ASSIGNED TASK: For every line in the data below that contains "rough", copy the line.

-------

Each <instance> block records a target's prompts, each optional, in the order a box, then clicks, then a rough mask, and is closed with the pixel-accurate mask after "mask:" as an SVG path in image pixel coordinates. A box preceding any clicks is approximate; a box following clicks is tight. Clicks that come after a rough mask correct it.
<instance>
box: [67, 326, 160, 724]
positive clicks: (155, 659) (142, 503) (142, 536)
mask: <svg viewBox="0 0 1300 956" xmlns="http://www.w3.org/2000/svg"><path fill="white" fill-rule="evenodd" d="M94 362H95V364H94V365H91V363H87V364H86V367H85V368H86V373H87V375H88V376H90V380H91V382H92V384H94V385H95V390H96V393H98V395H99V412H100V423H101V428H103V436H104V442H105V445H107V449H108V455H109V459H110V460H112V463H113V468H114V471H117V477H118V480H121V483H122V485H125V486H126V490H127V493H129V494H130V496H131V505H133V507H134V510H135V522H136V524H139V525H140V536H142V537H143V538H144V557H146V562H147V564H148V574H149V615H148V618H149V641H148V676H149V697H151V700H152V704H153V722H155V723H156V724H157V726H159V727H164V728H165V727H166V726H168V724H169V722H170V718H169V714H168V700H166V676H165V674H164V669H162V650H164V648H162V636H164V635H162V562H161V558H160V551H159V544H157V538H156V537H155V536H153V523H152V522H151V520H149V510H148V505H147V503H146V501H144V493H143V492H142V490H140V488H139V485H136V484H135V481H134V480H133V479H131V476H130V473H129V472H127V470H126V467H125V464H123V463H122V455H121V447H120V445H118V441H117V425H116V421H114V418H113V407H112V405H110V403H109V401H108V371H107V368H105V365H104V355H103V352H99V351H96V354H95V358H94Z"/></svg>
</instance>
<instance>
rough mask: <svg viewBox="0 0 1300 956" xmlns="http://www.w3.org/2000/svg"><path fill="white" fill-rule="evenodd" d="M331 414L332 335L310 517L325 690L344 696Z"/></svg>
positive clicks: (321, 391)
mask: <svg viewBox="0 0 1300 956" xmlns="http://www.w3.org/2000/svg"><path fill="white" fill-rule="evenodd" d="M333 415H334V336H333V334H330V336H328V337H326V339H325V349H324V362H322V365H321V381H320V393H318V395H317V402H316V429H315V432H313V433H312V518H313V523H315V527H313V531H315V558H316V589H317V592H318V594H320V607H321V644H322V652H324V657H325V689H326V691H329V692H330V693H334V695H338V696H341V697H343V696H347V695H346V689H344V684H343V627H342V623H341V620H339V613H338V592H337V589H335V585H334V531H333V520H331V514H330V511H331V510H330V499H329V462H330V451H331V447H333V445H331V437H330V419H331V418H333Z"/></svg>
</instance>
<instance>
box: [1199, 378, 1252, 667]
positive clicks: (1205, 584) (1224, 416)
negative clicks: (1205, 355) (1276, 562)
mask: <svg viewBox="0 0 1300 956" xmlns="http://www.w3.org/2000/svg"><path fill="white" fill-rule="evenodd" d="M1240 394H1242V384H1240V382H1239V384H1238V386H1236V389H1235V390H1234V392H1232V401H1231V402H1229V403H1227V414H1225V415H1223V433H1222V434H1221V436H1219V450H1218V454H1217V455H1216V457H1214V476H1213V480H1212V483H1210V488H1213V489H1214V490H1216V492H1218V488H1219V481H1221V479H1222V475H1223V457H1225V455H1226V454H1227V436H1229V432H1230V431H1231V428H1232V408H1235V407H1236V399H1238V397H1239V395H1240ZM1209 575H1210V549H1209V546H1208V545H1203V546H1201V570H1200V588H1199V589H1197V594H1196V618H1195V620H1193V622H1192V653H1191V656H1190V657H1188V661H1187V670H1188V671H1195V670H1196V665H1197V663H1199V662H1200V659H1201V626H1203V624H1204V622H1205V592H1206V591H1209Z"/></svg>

-------

TASK RESULT:
Each <instance> block records a target's prompts, each optional, in the order a box, then clicks, then a rough mask, and is closed with the pixel-accurate mask after "mask:" as an SVG path in image pixel coordinates. A box preceding any clicks is approximate; a box following clicks is tight. Clicks that come after a rough mask correct it.
rough mask: <svg viewBox="0 0 1300 956" xmlns="http://www.w3.org/2000/svg"><path fill="white" fill-rule="evenodd" d="M331 414L332 335L310 517L325 690L344 696Z"/></svg>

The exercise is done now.